What to work on
1. Please decide whether each statement agrees with the piece on OpenAI's realtime models, answering yes or no and quoting the deciding words: (a) GPT-Realtime-Whisper costs $0.017 per minute. (b) GPT-Realtime-2 can already be used in ChatGPT by regular users. (c) The Realtime API supports EU Data Residency.
2. Name every model that the piece on OpenAI's realtime models says is available through the Realtime API.

Text provided
·····

For the Czech Republic, the crucial question is Czech language support. Although OpenAI has not published the complete list of supported languages, with more than 70 input languages, it is almost certain that Czech is among them. For the 13 output languages, support will be more selective — likely limited to major world languages. OpenAI will publish the exact list in the API documentation.

GPT-Realtime-Whisper: Transcription That Keeps Pace

The third model is designed for low-latency streaming speech-to-text transcription. GPT-Realtime-Whisper transcribes while the person speaks — captions appear instantly, meeting notes are created during the conversation, and voice agents understand continuously.

Use cases range from captioning live broadcasts and education to automatic meeting minutes and faster downstream workflows in customer support, healthcare, sales, or recruitment.

Safety and European Data

OpenAI has deployed several layers of protection. Active classifiers monitor sessions in the Realtime API and can stop a conversation if they detect violations of rules for harmful content. Developers can add their own protective mechanisms via the Agents SDK. Corporate policies prohibit using outputs for spam, deception, or other harmful purposes.

For European companies, it is essential that the Realtime API fully supports EU Data Residency — data can thus remain in European data centers. The models are also covered by enterprise privacy commitments.

Pricing and API Availability

All three models are available through OpenAI's Realtime API. Prices are as follows:

GPT-Realtime-2: $32 per million audio input tokens ($0.40 for cached inputs), $64 per million audio output tokens
GPT-Realtime-Translate: $0.034 per minute
GPT-Realtime-Whisper: $0.017 per minute

For context: one hour of real-time translation via GPT-Realtime-Translate costs approximately $2 (about 45 CZK). Compared to a human translator, this is an order of magnitude lower price — while maintaining instant response.

The models can be tested in the OpenAI Playground and developers can start building via Codex CLI. For Czech developers and companies, the API is fully available immediately under standard terms — no geographic restrictions apply.

What This Means for the Czech Environment

With its models, OpenAI addresses three areas where Czech companies have so far hit limits. Voice agents in Czech — thanks to GPT-Realtime-2 with better understanding of names and domain terminology, Czech banks, insurance companies, or e-shops can build voicebots that converse naturally, understand context, and can even call internal systems. Multilingual support via Realtime-Translate opens doors for companies that serve foreign clients or expand abroad. And instant meeting transcription via Realtime-Whisper makes work easier for teams operating across time zones or needing accurate meeting minutes.

Czech companies already using the OpenAI API can deploy the new models immediately. The only remaining barrier is price at high volumes — but comparison with alternatives (human staff, traditional translation services) still clearly favors AI.

Does GPT-Realtime-Translate support Czech?

OpenAI states support for 70+ input languages, so Czech is very likely among them. For the 13 output languages, support will be more selective — OpenAI will publish the complete list in the official API documentation. For certainty, we recommend testing in the Playground.

How much does deploying GPT-Realtime-2 for a corporate voicebot cost?

The price depends on token volume. For a typical corporate conversation (approx. 5 minutes, hundreds of tokens for input and output), a single call ranges in the order of single cents. For an exact calculation, it is necessary to know the call volume and their length — OpenAI recommends starting with a smaller deployment and scaling as needed.

Is GPT-Realtime-2 also available in ChatGPT for regular users?

Not yet. The models are currently available only via API for developers. However, OpenAI has made a demo available on its website where GPT-Realtime-2 can be tried out. When and if the model will come to ChatGPT itself, the company has not announced.

·····

Records
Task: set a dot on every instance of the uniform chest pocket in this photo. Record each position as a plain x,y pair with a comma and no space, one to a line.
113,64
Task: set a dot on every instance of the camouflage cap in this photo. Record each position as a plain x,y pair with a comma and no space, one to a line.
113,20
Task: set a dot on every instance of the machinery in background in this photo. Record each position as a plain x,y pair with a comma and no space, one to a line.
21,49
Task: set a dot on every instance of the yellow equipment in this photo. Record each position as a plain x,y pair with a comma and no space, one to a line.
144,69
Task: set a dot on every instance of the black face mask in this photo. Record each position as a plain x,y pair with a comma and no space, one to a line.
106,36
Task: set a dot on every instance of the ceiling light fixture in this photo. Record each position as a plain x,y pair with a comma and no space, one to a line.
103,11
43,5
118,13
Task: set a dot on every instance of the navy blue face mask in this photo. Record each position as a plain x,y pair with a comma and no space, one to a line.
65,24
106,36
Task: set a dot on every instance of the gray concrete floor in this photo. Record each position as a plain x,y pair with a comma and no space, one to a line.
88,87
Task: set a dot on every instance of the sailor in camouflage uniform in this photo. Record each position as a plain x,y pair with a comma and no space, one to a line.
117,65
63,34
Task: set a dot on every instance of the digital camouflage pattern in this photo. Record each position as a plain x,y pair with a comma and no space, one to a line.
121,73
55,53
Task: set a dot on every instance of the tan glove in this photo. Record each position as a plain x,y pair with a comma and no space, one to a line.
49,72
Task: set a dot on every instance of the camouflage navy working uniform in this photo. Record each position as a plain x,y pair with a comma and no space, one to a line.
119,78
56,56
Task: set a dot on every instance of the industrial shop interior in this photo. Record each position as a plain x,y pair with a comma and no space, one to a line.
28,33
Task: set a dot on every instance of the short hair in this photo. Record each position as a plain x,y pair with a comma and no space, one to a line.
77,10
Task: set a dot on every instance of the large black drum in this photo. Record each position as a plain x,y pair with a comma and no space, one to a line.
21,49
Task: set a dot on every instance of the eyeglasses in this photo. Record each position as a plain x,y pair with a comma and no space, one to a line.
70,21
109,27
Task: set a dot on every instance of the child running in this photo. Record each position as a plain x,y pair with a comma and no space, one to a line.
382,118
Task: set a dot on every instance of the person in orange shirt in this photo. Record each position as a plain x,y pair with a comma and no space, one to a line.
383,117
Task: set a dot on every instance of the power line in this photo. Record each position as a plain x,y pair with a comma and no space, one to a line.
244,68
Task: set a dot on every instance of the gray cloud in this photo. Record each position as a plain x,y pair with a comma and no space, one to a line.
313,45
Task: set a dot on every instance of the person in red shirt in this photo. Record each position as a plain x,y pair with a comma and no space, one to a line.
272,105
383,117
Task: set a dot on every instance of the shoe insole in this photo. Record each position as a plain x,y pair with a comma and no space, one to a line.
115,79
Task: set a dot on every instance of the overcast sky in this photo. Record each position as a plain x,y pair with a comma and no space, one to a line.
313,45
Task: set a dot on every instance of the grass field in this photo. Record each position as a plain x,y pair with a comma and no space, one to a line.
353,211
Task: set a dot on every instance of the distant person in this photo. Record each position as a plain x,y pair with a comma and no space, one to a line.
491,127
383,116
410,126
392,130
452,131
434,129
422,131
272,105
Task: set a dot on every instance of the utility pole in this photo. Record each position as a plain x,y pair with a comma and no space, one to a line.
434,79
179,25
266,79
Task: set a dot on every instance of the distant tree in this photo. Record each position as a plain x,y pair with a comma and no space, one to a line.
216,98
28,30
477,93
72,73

·····

Solved problems
1.
(a) Yes: "GPT-Realtime-Whisper: $0.017 per minute"
(b) No: "Not yet. The models are currently available only via API for developers."
(c) Yes: "the Realtime API fully supports EU Data Residency"

2. GPT-Realtime-2, GPT-Realtime-Translate, GPT-Realtime-Whisper